Когда японцы вторглись в Индонезию во время Второй Мировой войны, голландцы оказали им лишь небольшое сопротивление. От японской оккупации индонейцы, особенно яванцы, сильно пострадали. После поражения Японии в Индонезии появился харизматический лидер Сукарно и была объявлена независимость. Черех четыре года борьбы, закончившейся 27 декабря 1949 г., Нидерланды спустили свой флаг и вернули суверенитет людям, которые в течение трех столетий не знали ничего, кроме борьбы и колониального рабства. Сукарно стал первым президентом новой республики.
Управление Индонезией оказалось более сложной задачей, нежели разгром голландцев. Совершенно неоднородный архипелаг из более чем 17500 островов оказался кипящим горшком трайбализма, различных культур, десятков языков и диалектов, этнических групп, которые столетиями нянчили старую вражду. Конфликты были часты и жестоки, Сукарно их запретил. Он приостановил деятельность парлдамента в 1960 г. и объявил себя пожизненным президентом в 1963 г. Он вступал в тесные союзы с коммунистическими правительствами по всему миру в обмен на оружие и военное обучение. Он послал вооруженные советским оружием отряды в соседнюю Малайзию в попытке распространить коммунизм повсюду в Юго-Восточной Азии и заслужить одобрение мировых социалистических лидеров.
Возникла оппозиция и в 1965 г. начался переворот. Сукарно избежал убийства только благодаря своей любовнице. Многим из его высшим офицерам и советников повезло значительно меньше. Происходящее напоминало события 1953 г. в Иране. В конце концов, во всех неурядицах была обвинена Коммунистическая партия, в особенности ее фракция, близкая к Китаю. В последовавшей резне, затеянной военными, было убито от трехсот до пятисот тысяч человек. Глава военных, генерал Сухарто, стал президентом в 1968 г…
После 1971 г. решение Соединенных Штатов соблазнить Индонезию отказаться от коммунизма только укрепилось вследствие сомнительности результатов Вьетнамской войны. Президент Никсон начал частичный вывод войск летом 1969 г. и американская стратегия переориентировалась на более глобальную перспективу. Она сосредоточилась на предотвращении эффекта домино – когда одна страна за другой, подобно костяшкам домино, падали бы в руки коммунистов – и сфокусировалась на нескольких странах, Индонезия была ключевой. План электрификации, подготовленный MAIN, был частью широкого плана обеспечения американского господства в Юго-Восточной Азии.

ЗАДАННОЕ УПРАЖНЕНИЕ 1
Какого числа, согласно отрывку об Индонезии, закончилась четырехлетняя борьба, после которой Нидерланды спустили свой флаг?

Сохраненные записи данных
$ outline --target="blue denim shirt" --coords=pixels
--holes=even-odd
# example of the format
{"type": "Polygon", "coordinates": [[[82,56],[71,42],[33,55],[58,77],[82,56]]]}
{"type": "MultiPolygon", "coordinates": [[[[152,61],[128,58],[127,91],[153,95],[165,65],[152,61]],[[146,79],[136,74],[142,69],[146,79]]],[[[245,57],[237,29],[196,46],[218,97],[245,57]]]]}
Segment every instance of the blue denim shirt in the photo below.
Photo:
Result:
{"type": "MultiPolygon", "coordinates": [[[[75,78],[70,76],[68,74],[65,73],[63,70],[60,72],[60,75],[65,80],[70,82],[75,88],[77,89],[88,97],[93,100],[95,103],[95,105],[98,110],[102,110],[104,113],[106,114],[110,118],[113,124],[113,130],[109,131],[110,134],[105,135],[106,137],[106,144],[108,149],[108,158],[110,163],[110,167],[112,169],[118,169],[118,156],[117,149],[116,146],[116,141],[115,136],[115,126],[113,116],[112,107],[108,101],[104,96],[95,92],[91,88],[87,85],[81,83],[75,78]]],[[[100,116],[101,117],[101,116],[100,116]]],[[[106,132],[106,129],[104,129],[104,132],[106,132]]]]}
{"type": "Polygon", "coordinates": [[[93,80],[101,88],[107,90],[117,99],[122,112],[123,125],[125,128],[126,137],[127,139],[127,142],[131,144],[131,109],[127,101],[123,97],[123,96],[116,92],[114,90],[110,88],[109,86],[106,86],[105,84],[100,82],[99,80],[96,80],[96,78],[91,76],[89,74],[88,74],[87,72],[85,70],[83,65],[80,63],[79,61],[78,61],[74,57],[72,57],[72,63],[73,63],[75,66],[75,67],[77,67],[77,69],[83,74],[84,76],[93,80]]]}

ЗАДАННОЕ УПРАЖНЕНИЕ 2
Преобразуйте все строки листинга в таблицу Markdown с двумя колонками, «Номер» и «Строка записи», пропустив пустые строки.

ОТВЕТ К УПРАЖНЕНИЮ 1
Она закончилась 27 декабря 1949 г.

ОТВЕТ К УПРАЖНЕНИЮ 2
| Номер | Строка записи |
|---|---|
| 1 | $ outline --target="blue denim shirt" --coords=pixels |
| 2 | --holes=even-odd |
| 3 | # example of the format |
| 4 | {"type": "Polygon", "coordinates": [[[82,56],[71,42],[33,55],[58,77],[82,56]]]} |
| 5 | {"type": "MultiPolygon", "coordinates": [[[[152,61],[128,58],[127,91],[153,95],[165,65],[152,61]],[[146,79],[136,74],[142,69],[146,79]]],[[[245,57],[237,29],[196,46],[218,97],[245,57]]]]} |
| 6 | Segment every instance of the blue denim shirt in the photo below. |
| 7 | Photo: |
| 8 | Result: |
| 9 | {"type": "MultiPolygon", "coordinates": [[[[75,78],[70,76],[68,74],[65,73],[63,70],[60,72],[60,75],[65,80],[70,82],[75,88],[77,89],[88,97],[93,100],[95,103],[95,105],[98,110],[102,110],[104,113],[106,114],[110,118],[113,124],[113,130],[109,131],[110,134],[105,135],[106,137],[106,144],[108,149],[108,158],[110,163],[110,167],[112,169],[118,169],[118,156],[117,149],[116,146],[116,141],[115,136],[115,126],[113,116],[112,107],[108,101],[104,96],[95,92],[91,88],[87,85],[81,83],[75,78]]],[[[100,116],[101,117],[101,116],[100,116]]],[[[106,132],[106,129],[104,129],[104,132],[106,132]]]]} |
| 10 | {"type": "Polygon", "coordinates": [[[93,80],[101,88],[107,90],[117,99],[122,112],[123,125],[125,128],[126,137],[127,139],[127,142],[131,144],[131,109],[127,101],[123,97],[123,96],[116,92],[114,90],[110,88],[109,86],[106,86],[105,84],[100,82],[99,80],[96,80],[96,78],[91,76],[89,74],[88,74],[87,72],[85,70],[83,65],[80,63],[79,61],[78,61],[74,57],[72,57],[72,63],[73,63],[75,66],[75,67],[77,67],[77,69],[83,74],[84,76],[93,80]]]} |